◆ Problem requirements
Can you print every item below word for word, leaving the pictures out?

◆ Supplied entries
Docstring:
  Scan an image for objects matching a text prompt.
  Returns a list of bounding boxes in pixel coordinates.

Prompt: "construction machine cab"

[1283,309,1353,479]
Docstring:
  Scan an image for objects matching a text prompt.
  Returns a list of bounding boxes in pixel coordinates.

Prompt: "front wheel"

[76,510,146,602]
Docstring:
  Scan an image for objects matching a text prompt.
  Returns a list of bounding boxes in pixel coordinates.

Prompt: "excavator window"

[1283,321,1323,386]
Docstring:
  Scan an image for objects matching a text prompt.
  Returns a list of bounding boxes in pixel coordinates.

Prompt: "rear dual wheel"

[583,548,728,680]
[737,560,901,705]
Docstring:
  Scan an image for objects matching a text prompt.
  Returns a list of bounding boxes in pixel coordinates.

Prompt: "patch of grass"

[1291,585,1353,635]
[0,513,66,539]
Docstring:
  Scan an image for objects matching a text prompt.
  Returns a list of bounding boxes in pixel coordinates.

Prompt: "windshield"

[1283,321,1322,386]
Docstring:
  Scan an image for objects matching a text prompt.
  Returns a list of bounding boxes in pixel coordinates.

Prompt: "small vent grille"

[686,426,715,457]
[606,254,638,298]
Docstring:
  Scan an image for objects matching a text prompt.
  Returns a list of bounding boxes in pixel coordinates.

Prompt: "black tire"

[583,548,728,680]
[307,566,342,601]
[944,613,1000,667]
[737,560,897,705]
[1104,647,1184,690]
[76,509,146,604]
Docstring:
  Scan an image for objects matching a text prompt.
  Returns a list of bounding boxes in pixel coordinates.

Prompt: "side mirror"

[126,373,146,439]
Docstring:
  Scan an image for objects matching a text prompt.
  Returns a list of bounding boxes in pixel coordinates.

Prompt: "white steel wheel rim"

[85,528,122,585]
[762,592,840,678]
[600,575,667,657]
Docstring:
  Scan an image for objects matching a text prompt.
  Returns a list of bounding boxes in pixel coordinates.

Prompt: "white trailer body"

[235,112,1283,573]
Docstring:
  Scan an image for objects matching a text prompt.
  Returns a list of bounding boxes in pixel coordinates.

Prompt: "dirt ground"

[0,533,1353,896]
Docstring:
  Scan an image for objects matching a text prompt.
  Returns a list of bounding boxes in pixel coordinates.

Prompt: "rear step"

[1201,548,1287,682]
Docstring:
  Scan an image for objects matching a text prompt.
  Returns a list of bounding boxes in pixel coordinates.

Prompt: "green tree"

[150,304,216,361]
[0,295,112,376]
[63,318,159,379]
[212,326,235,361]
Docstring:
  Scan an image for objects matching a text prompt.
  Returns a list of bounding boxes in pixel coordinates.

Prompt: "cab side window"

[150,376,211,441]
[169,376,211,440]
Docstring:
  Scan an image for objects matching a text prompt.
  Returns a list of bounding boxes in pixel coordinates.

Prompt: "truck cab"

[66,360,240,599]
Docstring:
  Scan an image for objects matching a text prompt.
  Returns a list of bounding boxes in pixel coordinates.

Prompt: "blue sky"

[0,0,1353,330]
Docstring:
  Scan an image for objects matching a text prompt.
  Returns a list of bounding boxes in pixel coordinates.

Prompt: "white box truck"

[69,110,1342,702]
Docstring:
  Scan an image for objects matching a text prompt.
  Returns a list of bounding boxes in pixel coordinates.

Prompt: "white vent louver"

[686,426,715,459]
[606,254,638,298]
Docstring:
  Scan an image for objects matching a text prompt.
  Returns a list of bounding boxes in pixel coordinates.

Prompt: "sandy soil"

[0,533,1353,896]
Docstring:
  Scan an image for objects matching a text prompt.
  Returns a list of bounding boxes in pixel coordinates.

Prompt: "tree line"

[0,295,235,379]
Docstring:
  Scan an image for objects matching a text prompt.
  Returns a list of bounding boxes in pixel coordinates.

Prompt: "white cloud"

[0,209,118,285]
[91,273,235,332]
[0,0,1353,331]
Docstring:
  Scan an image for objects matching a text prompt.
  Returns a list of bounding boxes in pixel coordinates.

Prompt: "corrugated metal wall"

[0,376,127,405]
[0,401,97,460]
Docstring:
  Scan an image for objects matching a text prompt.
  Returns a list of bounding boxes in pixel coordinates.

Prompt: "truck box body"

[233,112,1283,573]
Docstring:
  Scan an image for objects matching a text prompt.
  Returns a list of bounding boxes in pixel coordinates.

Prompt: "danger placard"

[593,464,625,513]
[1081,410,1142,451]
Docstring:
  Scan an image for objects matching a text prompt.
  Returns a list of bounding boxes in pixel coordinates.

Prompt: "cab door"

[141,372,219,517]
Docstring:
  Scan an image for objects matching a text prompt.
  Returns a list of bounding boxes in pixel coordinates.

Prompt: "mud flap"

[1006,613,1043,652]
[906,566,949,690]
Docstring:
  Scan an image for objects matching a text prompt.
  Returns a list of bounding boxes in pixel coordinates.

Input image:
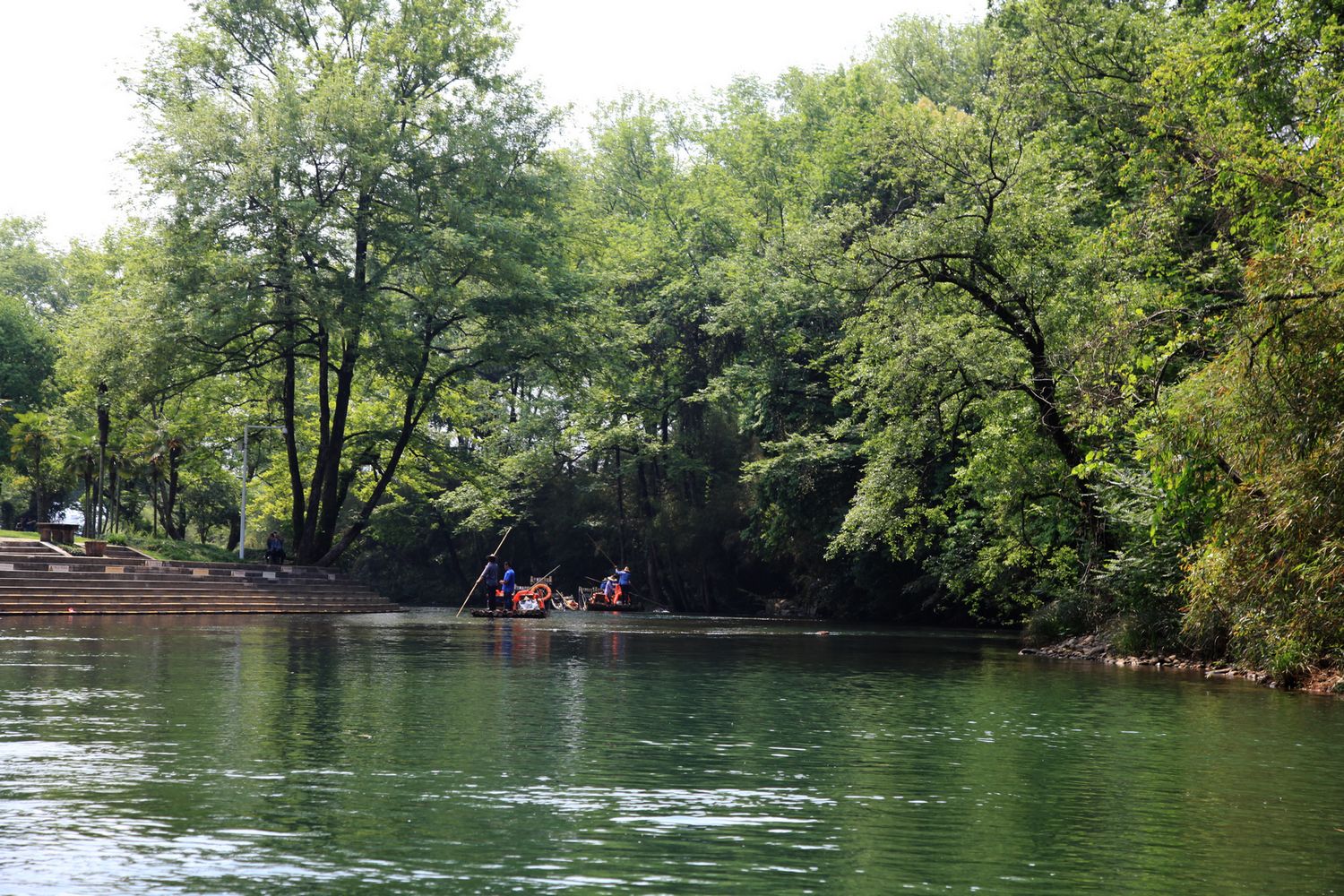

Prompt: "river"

[0,611,1344,896]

◆ The output
Docstring:
  Scan an image for objects matching a text prompt.
  Returns a list of bounding boxes in pixel coordinates.

Prompt: "construction machine cab"

[1283,309,1353,479]
Docstring:
  Scan an image for objects matching a text prompt.
  Returns a list of bounding boxes in pixel coordinates.

Prompt: "front wheel"

[76,510,146,602]
Docstring:
  Scan an image for objects matching a text prompt.
  Returns a list of bounding boxes in pixel coordinates.

Prompt: "excavator window"

[1283,321,1323,386]
Docstring:
  Scan an image for objects matching a text prompt.
  Returns a list of bounding boxes in pixel coordinates.

Prompt: "rear dual wheel"

[583,548,728,680]
[737,560,901,705]
Docstring:
  Scan an image for objects matching a text prompt.
  Returns a list of bounding boxes in pixel coordinates.

Prompt: "patch of grass"

[1291,585,1353,635]
[0,513,66,539]
Docstring:
  Scan an image for objects matching a text prompt.
  Returns a list of bounding boxes in pixel coordinates.

Prompt: "windshield"

[1283,321,1322,386]
Docstring:
  Scan an image for objects matching a text prompt.
  Returns a list of bounding boxes in pixel coordinates.

Prompt: "small vent grille"

[686,426,715,457]
[606,254,638,298]
Docstring:
  Scan an image for objects matching a text prompt.
  Returns a list of bounding boxes in pixel coordinates.

Prompt: "black tire"

[583,548,728,680]
[307,566,342,601]
[944,613,1000,667]
[737,560,897,705]
[1104,647,1184,690]
[76,509,146,604]
Docstring:
  Scan an image for objects matching a text prompt.
  Returns a list of bounding boxes in pixel coordinates.

Prompt: "side mirror"

[126,373,146,439]
Docstring:
  Scan an image for objects matching a text prompt.
  Returns a list of bounding boxes in pixel coordinates.

Prompt: "white steel wheel rim"

[85,528,122,585]
[762,592,840,678]
[600,575,667,657]
Docstring:
  Scan an image for objects matching a text prompt.
  Returns a list of bounding boxes in pixel coordinates.

Prompt: "white trailer body"

[235,112,1283,573]
Docstring:
  Scan an image for objects matching a text prompt.
  Returns a list of bounding boxes in pixel coordinates.

Prompt: "dirt ground"

[0,533,1353,896]
Docstring:
  Scan an image for objects matching a text prompt.
  Returns a list of bounding boxes in pixel coordinates.

Prompt: "rear step"

[1201,548,1287,682]
Docstring:
  Scan an image for objects matching a text prompt.
  Returns a list of bounding boxes in pixel coordinates.

Prompt: "green tree"

[150,304,216,361]
[0,295,112,376]
[63,318,159,379]
[212,326,235,361]
Docstring:
  Scan an image for objects matching a text prompt.
  Returns a list of bounding boxes in pixel coordinates.

Prompt: "cab side window"

[150,376,211,441]
[169,376,211,440]
Docstring:
  Scan an image for objects matching a text prompt.
  Returns a list of bounding boxes in pixel coordinates.

Prompt: "truck cab"

[66,360,240,599]
Docstring:
  Scan an image for objects matching a text prompt.
  Returns a list of bounding boxes in pixel coordinates.

Prompt: "blue sky"

[0,0,1353,330]
Docstring:
  Scan an image for objects matching a text prompt.
  Returns a list of bounding boxes in pixel coordinates.

Prompt: "white box truck"

[69,110,1342,702]
Docstring:
  Scan an image for objects matching a text prompt.
  Returns a list of bounding boxes in pixel coordinates.

Prompt: "white vent louver"

[686,426,715,459]
[606,254,638,298]
Docstring:
  Scan an image for objects matching a text prompt.
  Returns a list of bounding boxes in pixel coordinates.

Prompt: "sandy soil"

[0,533,1353,896]
Docstring:
  Scan an image for objects matching a text prompt.
  Returns a list of bounding boxes in pixel coordinates.

Prompt: "tree line"

[0,295,235,379]
Docstring:
  Scan an image for objects matching a text prompt.
  Returns a list of bounding boxes in pixel coordinates.

Prompt: "white cloud"

[0,209,118,285]
[91,273,235,332]
[0,0,1353,331]
Docstring:
  Scan an image for objects matching a text prompt.
  Returns a list of bounding boxes in pixel coordinates.

Prompt: "corrugated metal wall"

[0,376,127,405]
[0,401,97,460]
Docstring:
  Scan an image for objects matching a text prompt.
  Returns a list of bounding boxes in pixel coordinates.

Prompt: "truck box body"

[233,112,1283,573]
Docstring:
  Scan an image for objects matching a text prompt.
  Returns a list of bounding boxes in pixel coordinates.

Prompt: "danger placard"

[593,464,625,513]
[1081,410,1142,451]
Docstring:
  Scan an image for objects matching a text prompt.
  Returns a list of bounding boxes in pixel coordinates.

Prompt: "cab door"

[141,372,219,517]
Docstring:
  Scan an image for objects matching a text prompt.
  Returns a list of bounding boxes in pixel coordinates.

Prompt: "mud flap"

[1006,613,1043,652]
[906,566,949,690]
Docstring:
  Scan an image for objects matching a text prompt.
  Returns a list of bounding boxes in pixel coordinates.

Input image:

Prompt: "river"

[0,611,1344,896]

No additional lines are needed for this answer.